Start of Block

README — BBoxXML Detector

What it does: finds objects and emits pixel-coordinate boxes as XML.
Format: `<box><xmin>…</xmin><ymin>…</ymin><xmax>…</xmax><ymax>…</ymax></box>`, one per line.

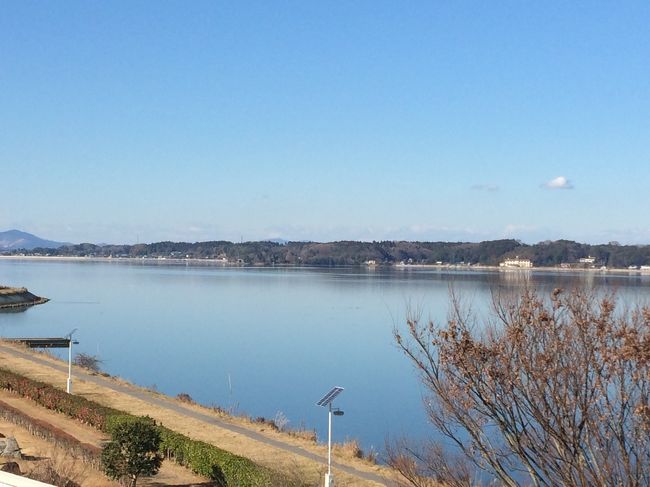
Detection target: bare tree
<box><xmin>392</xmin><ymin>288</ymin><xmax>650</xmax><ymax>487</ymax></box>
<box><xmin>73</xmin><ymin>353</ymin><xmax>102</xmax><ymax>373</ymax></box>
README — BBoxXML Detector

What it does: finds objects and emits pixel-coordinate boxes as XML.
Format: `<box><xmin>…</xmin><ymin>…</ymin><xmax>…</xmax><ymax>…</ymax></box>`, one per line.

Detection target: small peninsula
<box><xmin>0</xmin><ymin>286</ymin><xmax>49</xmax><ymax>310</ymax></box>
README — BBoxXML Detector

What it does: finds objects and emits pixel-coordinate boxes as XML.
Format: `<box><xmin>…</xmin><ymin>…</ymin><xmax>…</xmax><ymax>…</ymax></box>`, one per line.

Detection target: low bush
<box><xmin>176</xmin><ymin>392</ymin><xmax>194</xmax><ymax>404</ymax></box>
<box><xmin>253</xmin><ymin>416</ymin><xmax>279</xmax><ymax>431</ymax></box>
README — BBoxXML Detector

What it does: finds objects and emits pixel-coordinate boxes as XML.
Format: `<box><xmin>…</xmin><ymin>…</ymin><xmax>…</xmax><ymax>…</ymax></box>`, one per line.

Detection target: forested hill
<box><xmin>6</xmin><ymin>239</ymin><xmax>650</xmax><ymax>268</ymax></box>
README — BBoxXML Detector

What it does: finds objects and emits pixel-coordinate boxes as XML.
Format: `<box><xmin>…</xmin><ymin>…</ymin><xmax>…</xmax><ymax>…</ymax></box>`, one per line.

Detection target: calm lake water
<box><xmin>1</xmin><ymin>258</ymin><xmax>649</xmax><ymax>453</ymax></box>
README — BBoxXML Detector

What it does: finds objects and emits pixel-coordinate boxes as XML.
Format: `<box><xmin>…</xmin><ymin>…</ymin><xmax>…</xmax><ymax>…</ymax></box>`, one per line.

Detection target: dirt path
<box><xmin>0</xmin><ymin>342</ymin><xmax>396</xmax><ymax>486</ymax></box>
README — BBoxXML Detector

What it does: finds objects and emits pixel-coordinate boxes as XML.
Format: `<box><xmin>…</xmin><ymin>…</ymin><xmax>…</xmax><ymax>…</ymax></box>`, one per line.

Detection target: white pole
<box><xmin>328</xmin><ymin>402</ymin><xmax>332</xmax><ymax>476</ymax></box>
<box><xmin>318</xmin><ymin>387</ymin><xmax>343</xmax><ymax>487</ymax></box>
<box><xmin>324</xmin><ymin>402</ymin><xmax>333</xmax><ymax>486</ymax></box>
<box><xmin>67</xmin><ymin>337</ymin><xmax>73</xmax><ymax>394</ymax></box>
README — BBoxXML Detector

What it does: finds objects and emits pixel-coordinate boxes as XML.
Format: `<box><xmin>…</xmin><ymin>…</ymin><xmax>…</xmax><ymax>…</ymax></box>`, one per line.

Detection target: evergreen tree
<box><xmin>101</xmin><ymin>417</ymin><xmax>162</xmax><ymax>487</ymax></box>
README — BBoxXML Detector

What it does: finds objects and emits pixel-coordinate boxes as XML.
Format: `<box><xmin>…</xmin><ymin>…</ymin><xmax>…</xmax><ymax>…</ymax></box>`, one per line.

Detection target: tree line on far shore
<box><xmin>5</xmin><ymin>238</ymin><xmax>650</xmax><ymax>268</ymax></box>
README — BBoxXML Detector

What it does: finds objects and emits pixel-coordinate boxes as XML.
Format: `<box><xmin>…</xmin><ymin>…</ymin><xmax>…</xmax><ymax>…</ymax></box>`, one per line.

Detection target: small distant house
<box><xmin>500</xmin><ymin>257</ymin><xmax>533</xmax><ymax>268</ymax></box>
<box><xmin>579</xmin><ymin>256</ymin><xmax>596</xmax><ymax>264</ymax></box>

End of Block

The finished answer is an exact repetition of the listing, with every picture removed.

README — BBoxXML Detector

What it does: finds objects and emits pixel-coordinate boxes as XML.
Format: `<box><xmin>…</xmin><ymin>…</ymin><xmax>…</xmax><ymax>…</ymax></box>`, one per line.

Detection target: bare tree
<box><xmin>392</xmin><ymin>288</ymin><xmax>650</xmax><ymax>487</ymax></box>
<box><xmin>73</xmin><ymin>353</ymin><xmax>102</xmax><ymax>373</ymax></box>
README — BBoxXML Detector

What it does: finds objects and emits pixel-coordinate boxes as XML.
Format: `<box><xmin>…</xmin><ymin>…</ymin><xmax>…</xmax><ymax>…</ymax></box>`, one per line.

Detection target: small peninsula
<box><xmin>0</xmin><ymin>286</ymin><xmax>49</xmax><ymax>310</ymax></box>
README — BBoxXML Detector

What it does: finds objects and emits pixel-coordinate boxes as XML.
Format: `<box><xmin>…</xmin><ymin>…</ymin><xmax>…</xmax><ymax>…</ymax></box>`, one per line.

Detection target: low bush
<box><xmin>176</xmin><ymin>392</ymin><xmax>194</xmax><ymax>404</ymax></box>
<box><xmin>253</xmin><ymin>416</ymin><xmax>279</xmax><ymax>431</ymax></box>
README — BBoxXML Detector

What it does: finds objects and emits pixel-coordinate boxes as XML.
Format: `<box><xmin>…</xmin><ymin>…</ymin><xmax>…</xmax><ymax>…</ymax></box>`, one per line.

Detection target: forested hill
<box><xmin>6</xmin><ymin>239</ymin><xmax>650</xmax><ymax>268</ymax></box>
README — BBoxXML Detector

What it does: finds objects and emits pixel-coordinate boxes as XML.
Format: `<box><xmin>…</xmin><ymin>…</ymin><xmax>…</xmax><ymax>…</ymax></box>`, one per line.

Detection target: calm lake water
<box><xmin>1</xmin><ymin>258</ymin><xmax>649</xmax><ymax>453</ymax></box>
README — BBoxXML Detector

What it does: finds objects and emits pixel-coordinate boxes as XML.
Format: `<box><xmin>…</xmin><ymin>…</ymin><xmax>…</xmax><ymax>…</ymax></box>`, one per line.

Detection target: dirt path
<box><xmin>0</xmin><ymin>342</ymin><xmax>396</xmax><ymax>486</ymax></box>
README — BBoxXML Detector

What it does: finds objects and emits pixel-coordinate boxes as XML.
Format: `<box><xmin>…</xmin><ymin>…</ymin><xmax>…</xmax><ymax>…</ymax></box>`, one per line.

Detection target: white pole
<box><xmin>328</xmin><ymin>402</ymin><xmax>332</xmax><ymax>476</ymax></box>
<box><xmin>318</xmin><ymin>387</ymin><xmax>343</xmax><ymax>487</ymax></box>
<box><xmin>324</xmin><ymin>402</ymin><xmax>333</xmax><ymax>486</ymax></box>
<box><xmin>67</xmin><ymin>337</ymin><xmax>73</xmax><ymax>394</ymax></box>
README — BBoxXML Detector

What it does: finds objects and emits pixel-coordinate boxes as XML.
Format: `<box><xmin>…</xmin><ymin>…</ymin><xmax>…</xmax><ymax>…</ymax></box>`, one per line.

Detection target: evergreen tree
<box><xmin>101</xmin><ymin>417</ymin><xmax>162</xmax><ymax>487</ymax></box>
README — BBoxXML Detector

What it does: finds objects and emits pixel-coordinate boxes as XML.
Format: `<box><xmin>…</xmin><ymin>…</ymin><xmax>…</xmax><ymax>…</ymax></box>`, one per line.

Detection target: tree line on far shore
<box><xmin>5</xmin><ymin>238</ymin><xmax>650</xmax><ymax>268</ymax></box>
README — BBoxXML Detector

What it does: finds objects and emits pixel-coordinate boxes as XML.
Format: `<box><xmin>…</xmin><ymin>…</ymin><xmax>…</xmax><ymax>…</ymax></box>`, one per line.

Detection target: small distant house
<box><xmin>500</xmin><ymin>257</ymin><xmax>533</xmax><ymax>268</ymax></box>
<box><xmin>579</xmin><ymin>256</ymin><xmax>596</xmax><ymax>264</ymax></box>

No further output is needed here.